Source data Block Start

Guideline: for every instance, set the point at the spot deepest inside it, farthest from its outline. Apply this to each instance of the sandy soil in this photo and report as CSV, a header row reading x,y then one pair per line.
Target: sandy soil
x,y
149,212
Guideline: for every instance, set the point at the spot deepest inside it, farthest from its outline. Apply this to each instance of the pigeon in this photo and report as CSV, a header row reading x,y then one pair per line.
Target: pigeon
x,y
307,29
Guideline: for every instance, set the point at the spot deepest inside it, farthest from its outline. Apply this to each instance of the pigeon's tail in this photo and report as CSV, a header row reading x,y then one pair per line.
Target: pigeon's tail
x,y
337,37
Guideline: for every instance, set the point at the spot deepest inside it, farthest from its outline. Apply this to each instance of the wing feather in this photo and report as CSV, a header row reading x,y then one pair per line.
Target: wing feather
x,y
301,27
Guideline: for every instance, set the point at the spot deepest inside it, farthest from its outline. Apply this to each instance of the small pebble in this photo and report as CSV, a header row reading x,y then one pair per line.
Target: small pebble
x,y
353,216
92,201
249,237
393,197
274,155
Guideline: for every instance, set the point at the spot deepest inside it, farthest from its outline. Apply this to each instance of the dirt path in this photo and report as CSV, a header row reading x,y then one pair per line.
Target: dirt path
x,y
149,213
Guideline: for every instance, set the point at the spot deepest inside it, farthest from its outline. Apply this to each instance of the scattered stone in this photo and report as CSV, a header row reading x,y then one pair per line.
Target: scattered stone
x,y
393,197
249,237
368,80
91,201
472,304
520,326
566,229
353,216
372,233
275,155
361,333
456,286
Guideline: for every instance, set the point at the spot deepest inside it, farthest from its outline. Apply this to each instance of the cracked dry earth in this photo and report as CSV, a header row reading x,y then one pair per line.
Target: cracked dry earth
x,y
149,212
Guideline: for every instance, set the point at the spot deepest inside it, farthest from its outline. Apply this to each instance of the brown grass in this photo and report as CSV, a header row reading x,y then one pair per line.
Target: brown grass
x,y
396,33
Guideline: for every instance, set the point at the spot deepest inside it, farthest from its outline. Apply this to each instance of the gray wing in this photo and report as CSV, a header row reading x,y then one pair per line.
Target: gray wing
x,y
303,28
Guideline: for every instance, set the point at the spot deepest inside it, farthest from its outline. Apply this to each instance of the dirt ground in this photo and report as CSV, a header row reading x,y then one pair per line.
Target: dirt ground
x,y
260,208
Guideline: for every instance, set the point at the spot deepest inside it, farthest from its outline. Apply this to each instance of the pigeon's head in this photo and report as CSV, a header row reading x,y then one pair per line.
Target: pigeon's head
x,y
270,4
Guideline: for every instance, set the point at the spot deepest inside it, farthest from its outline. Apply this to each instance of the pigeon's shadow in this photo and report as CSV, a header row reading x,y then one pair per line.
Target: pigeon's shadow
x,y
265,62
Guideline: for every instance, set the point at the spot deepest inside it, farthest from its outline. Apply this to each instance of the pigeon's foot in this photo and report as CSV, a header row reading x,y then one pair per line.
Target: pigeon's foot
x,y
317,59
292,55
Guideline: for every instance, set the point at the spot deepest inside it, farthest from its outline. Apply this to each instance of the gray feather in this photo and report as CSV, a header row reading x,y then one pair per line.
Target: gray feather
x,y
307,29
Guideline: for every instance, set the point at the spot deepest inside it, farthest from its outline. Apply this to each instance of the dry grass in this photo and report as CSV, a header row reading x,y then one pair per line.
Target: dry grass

Source data Block End

--- What the task asks ---
Copy every record again, keeping each word unchanged.

--- Task output ---
Guideline: for every instance, set the point at the spot deepest inside it, farthest from its outline. Apply this to each instance of the sandy soil in this photo and report as CSV, a header row reading x,y then one pair per line.
Target: sandy soil
x,y
149,212
Guideline: for every instance, set the point at the spot deepest inside it, farthest from its outline. Apply this to each instance of the pigeon in this photo and report as CSV, a header row reading x,y then one pair per line.
Target: pigeon
x,y
307,29
Guideline: for every instance, set the point at the spot deepest inside it, farthest from its outline. Apply this to each instance of the pigeon's tail in this photo and report as CSV, a header row reading x,y then one pair per line.
Target: pigeon's tail
x,y
337,37
Guideline: for every instance, set the point at the spot deepest inside it, farthest from its outline. Apply this to each instance of the wing feather in this photo and report as CSV, a header row reading x,y then one pair per line.
Target: wing feather
x,y
301,27
Guideline: for every instance, set the point at the spot deepest inside it, farthest from its outline. Apply this to each instance of the small pebble in this photo and report as CSV, a header row reading x,y then one pair per line.
Target: small pebble
x,y
353,216
92,201
249,237
393,197
274,155
Guideline: for every instance, set the point at the spot deepest inside it, farthest from its outline. Apply this to each instance of the dirt path in this photo and report as CSV, a header row reading x,y then one pair per line.
Target: dirt path
x,y
149,213
Guideline: for every instance, set the point at the spot deepest inside it, farthest from its outline. Apply this to each instance of the scattered stone in this photo and report as CSV, a header row reading x,y then one pair per line.
Target: scattered stone
x,y
393,197
249,237
368,80
91,201
472,304
520,326
566,229
353,216
372,233
275,155
361,333
456,286
Guideline: for every instance, set the point at the spot deepest inside it, farthest from its outline. Apply this to each instance of the cracked dry earth in this photo and report as CSV, a header row reading x,y then one pair per line.
Target: cracked dry earth
x,y
149,212
Guideline: for every instance, set the point at the spot deepest inside it, farthest from its outline. Apply this to each instance of the brown grass in this photo and report as CSV, a header row reading x,y then one pair per line.
Target: brown grass
x,y
396,33
Guideline: for every instance, set the point at the spot deepest inside it, farthest from its outline. Apply this to each instance of the gray wing in this photo and report as CSV, a header row reading x,y then one pair per line.
Target: gray wing
x,y
303,28
Guideline: for every instance, set the point at the spot deepest inside it, farthest from its outline. Apply this to each instance of the dirt ground in this photo and report as CSV, a header row reading x,y then one pair per line.
Target: dirt ground
x,y
260,208
Guideline: for every instance, set the point at the spot deepest inside it, farthest from its outline. Apply this to each instance of the pigeon's head in this photo and report as CSV, a header row reading x,y then one pair per line.
Target: pigeon's head
x,y
270,4
Guideline: for every instance, set the point at the spot deepest inside it, farthest from its outline. Apply this to each instance of the pigeon's shadow in this photo and report as CSV, a header row reading x,y then one pair per line.
Target: pigeon's shadow
x,y
265,62
Guideline: for every instance, set the point at the spot deepest inside it, farthest from its outline. Apply this to each instance of the pigeon's foot in this photo and report as CSV, a header row reading x,y then one pair per line.
Target: pigeon's foot
x,y
317,59
292,55
Guideline: for every instance, set the point at the spot deepest inside it, farthest from its outline. Apply this to each instance of the gray feather in this photo and report as CSV, a header row reading x,y then one pair per line.
Target: gray feather
x,y
307,29
Guideline: for every instance, set the point at the spot deepest inside it, farthest from its outline. Apply this to each instance of the dry grass in this photo and report as CSV, a header row reading x,y then one pair per line.
Target: dry grass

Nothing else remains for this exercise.